Task:
Needed from the data below: every line from the one with "Provide one point per instance of the eucalyptus" up to and including the one with "Provide one point per instance of the navy", repeated exactly and with nothing else.

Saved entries
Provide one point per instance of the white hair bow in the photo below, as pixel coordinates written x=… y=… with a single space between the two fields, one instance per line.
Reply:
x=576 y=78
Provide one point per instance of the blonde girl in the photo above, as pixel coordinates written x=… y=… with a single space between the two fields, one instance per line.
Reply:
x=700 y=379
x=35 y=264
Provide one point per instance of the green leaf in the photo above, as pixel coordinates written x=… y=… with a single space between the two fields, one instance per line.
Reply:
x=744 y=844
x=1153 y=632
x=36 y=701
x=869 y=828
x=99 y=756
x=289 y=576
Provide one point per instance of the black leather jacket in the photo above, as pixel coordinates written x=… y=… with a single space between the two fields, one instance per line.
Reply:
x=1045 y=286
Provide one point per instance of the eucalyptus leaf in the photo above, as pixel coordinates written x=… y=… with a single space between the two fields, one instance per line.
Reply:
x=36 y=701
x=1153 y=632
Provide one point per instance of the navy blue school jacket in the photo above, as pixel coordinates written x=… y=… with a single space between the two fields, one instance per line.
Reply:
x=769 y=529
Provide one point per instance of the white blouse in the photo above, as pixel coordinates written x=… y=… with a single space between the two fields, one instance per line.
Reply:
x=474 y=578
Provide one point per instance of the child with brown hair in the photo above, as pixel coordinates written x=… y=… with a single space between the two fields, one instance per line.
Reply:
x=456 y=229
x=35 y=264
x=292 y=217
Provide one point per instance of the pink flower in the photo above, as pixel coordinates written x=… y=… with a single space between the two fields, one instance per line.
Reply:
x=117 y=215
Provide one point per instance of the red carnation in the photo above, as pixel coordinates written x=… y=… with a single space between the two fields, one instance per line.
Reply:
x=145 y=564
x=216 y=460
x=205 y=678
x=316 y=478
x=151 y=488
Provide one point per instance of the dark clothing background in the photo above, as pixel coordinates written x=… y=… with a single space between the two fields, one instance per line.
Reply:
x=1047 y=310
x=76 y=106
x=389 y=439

Answer space:
Provide one point per instance of the eucalyptus leaf in the photo above, as pixel coordinates written x=… y=… with a single space between the two fields, one instance per line.
Reply:
x=36 y=701
x=1153 y=632
Provide one point per instance of the navy blue school jacket in the photo above, as pixel coordinates written x=… y=… with a single space between the two fields, one instance per line.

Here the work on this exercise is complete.